- THE REQUEST: Reproduce the records below, from the start through the line containing "428], [272, 407]]", substituting "nonzero" for "even-odd" and leaving everything else unchanged.

- RECORDS SUPPLIED:
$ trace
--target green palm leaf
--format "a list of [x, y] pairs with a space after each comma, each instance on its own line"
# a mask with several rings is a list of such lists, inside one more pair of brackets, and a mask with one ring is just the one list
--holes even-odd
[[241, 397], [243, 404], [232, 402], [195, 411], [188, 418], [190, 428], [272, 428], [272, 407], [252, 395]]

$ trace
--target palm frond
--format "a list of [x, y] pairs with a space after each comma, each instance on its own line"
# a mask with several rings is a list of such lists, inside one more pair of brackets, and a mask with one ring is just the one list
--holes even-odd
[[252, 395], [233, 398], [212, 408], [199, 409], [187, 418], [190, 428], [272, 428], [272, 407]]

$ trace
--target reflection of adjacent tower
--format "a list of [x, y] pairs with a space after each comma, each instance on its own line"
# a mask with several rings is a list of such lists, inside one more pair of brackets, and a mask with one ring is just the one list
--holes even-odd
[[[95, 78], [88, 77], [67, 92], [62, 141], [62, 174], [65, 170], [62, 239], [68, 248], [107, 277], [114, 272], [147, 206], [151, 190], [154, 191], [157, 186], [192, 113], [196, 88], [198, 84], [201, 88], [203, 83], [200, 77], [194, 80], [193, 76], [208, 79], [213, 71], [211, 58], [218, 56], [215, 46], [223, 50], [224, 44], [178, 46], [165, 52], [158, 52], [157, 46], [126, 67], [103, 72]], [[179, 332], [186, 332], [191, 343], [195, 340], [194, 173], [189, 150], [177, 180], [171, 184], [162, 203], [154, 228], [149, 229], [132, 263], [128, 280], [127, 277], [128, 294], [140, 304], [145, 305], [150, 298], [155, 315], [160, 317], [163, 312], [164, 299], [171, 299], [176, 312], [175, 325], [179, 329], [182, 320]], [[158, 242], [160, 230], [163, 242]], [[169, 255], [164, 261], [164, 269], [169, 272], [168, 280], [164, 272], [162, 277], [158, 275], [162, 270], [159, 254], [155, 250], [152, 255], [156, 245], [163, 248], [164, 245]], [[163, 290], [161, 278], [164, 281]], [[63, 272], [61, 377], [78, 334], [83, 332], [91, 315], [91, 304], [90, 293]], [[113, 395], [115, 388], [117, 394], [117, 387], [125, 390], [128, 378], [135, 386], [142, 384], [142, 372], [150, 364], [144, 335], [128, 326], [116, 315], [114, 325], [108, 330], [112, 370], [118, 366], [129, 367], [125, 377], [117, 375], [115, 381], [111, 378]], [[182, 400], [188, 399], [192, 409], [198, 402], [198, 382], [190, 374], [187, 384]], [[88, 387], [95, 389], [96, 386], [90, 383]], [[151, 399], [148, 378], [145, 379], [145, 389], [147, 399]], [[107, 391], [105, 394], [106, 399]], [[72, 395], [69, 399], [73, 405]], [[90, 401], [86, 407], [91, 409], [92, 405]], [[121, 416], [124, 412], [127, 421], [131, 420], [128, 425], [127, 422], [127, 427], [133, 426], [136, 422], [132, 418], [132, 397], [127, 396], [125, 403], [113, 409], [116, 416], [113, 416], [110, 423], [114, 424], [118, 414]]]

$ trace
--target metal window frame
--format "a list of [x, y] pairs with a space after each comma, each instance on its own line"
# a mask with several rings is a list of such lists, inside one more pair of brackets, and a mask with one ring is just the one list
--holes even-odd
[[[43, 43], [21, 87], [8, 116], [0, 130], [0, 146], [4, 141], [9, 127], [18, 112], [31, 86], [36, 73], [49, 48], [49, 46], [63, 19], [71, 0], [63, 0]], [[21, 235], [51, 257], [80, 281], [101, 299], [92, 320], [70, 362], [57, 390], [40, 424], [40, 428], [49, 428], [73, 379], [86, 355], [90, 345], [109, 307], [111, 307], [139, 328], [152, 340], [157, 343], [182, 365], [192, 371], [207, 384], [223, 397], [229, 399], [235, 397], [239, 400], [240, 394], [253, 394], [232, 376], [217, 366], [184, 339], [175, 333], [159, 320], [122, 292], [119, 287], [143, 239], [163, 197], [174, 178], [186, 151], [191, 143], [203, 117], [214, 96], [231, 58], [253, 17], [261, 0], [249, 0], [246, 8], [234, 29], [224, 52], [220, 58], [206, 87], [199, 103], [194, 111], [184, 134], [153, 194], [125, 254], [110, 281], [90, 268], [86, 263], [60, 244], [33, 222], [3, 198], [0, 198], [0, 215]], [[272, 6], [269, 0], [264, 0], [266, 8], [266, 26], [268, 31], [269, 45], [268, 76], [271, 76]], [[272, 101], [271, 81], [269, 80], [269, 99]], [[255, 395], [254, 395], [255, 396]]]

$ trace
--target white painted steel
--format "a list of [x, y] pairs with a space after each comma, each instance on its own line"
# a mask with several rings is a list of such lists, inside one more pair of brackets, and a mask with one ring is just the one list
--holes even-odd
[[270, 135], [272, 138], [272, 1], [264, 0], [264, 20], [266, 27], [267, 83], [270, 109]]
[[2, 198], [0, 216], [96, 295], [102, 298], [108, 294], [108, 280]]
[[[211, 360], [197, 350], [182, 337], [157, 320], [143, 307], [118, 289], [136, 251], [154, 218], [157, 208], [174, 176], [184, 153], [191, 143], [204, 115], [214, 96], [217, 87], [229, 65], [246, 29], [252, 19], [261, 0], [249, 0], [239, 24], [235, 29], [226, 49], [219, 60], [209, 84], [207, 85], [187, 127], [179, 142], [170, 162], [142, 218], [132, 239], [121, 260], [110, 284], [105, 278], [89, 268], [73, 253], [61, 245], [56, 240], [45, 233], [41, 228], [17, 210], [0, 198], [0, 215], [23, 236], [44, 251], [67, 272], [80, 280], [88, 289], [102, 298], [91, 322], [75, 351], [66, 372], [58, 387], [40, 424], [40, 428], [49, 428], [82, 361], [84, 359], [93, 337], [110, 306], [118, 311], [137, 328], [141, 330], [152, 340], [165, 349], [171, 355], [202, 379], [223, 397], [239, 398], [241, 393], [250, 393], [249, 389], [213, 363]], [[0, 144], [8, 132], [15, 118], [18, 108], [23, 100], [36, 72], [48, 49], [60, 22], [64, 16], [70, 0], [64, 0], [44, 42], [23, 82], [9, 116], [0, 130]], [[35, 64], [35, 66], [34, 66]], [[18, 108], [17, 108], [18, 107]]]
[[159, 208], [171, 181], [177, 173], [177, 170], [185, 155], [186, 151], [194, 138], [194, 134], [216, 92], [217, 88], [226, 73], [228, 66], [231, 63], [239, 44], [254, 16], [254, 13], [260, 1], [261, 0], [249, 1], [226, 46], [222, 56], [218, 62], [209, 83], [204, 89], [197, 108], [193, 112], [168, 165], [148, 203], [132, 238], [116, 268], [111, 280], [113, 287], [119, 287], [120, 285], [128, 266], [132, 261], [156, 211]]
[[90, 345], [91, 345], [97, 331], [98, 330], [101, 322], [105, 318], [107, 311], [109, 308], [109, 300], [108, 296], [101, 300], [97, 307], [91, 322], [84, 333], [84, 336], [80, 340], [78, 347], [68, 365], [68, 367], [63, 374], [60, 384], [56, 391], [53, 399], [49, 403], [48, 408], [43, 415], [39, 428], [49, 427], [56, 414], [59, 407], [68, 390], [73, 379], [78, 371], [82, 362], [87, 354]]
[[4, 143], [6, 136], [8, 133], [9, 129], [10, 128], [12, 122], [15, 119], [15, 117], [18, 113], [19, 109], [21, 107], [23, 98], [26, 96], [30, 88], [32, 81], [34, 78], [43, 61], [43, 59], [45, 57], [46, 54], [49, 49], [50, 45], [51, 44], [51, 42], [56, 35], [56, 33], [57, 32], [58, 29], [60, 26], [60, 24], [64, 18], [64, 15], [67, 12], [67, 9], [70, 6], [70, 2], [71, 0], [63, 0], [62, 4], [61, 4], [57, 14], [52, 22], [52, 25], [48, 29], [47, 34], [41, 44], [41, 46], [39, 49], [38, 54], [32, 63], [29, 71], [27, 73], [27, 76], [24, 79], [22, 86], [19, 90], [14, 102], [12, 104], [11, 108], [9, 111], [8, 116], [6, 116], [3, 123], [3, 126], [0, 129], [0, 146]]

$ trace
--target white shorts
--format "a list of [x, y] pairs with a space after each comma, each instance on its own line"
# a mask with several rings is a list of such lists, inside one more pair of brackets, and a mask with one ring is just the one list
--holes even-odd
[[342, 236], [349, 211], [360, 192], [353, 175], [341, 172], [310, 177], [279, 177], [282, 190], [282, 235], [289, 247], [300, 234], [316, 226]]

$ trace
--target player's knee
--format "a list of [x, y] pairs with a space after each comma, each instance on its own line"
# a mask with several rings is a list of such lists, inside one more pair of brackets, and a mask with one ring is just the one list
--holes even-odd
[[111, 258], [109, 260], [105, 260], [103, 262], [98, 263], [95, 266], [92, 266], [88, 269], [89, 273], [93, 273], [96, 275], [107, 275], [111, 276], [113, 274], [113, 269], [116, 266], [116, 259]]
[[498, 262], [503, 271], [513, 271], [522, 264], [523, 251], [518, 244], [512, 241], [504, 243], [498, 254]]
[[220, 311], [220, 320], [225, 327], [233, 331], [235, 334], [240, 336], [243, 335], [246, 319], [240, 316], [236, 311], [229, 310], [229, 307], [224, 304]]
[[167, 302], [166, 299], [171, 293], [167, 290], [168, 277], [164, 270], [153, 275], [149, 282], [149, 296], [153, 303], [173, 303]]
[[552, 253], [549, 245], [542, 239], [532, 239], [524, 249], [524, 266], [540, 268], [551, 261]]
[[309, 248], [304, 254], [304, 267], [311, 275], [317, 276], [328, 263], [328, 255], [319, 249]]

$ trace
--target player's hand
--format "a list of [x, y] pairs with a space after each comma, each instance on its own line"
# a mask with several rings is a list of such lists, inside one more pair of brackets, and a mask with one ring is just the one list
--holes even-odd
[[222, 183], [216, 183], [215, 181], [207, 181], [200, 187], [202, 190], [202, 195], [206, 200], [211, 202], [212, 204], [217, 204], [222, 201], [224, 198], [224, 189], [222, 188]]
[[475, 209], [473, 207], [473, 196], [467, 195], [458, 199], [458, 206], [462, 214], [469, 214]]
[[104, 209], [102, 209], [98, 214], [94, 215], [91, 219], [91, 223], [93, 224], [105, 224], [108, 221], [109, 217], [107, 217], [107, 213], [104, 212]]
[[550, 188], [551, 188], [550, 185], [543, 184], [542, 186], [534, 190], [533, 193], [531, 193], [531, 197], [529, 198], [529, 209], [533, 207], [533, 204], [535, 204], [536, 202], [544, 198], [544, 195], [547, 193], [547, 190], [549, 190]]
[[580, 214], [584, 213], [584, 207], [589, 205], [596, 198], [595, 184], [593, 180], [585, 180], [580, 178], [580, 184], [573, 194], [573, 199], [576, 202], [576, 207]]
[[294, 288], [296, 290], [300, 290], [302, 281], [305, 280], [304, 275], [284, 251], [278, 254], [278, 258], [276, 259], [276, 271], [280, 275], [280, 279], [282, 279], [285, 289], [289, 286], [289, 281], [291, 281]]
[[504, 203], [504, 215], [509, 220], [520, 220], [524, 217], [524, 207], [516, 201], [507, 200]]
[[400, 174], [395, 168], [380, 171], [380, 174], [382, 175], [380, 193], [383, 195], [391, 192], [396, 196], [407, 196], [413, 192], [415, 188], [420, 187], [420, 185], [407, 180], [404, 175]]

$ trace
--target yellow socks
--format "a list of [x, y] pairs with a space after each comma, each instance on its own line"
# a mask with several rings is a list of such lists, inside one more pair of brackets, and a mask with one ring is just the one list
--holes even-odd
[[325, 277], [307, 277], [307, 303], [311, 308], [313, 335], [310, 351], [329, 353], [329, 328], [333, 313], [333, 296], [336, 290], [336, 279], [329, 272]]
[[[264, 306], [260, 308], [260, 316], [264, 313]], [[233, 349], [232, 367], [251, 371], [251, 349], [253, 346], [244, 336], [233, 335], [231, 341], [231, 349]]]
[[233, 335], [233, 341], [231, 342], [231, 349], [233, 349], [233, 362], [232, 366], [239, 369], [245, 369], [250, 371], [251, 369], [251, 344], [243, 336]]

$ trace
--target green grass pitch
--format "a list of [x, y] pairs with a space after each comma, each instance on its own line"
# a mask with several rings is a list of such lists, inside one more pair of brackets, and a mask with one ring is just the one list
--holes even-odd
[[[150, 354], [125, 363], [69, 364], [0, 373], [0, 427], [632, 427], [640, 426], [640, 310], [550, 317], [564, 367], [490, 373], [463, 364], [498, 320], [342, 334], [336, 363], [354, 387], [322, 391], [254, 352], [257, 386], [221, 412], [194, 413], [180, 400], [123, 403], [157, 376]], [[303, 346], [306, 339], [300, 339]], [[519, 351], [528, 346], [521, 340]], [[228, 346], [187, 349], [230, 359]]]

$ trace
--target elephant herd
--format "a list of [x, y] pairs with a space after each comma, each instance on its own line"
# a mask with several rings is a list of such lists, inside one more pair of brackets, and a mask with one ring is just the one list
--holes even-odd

- RESPONSE TO THE TASK:
$ trace
--target green palm leaf
--format "a list of [x, y] pairs with a space after each comma, each instance on its own line"
# a mask with several rings is a list of such lists, inside one more pair of brackets, and a mask with one ring is just the one list
--holes nonzero
[[241, 397], [243, 404], [232, 402], [195, 411], [188, 418], [190, 428], [272, 428], [272, 407], [252, 395]]

$ trace
--target palm frond
--format "a list of [x, y] pairs with a space after each comma, each instance on its own line"
# a mask with several rings is a list of such lists, inside one more pair of brackets, and a mask with one ring is just the one list
--holes nonzero
[[252, 395], [233, 398], [212, 408], [199, 409], [187, 418], [190, 428], [272, 428], [272, 407]]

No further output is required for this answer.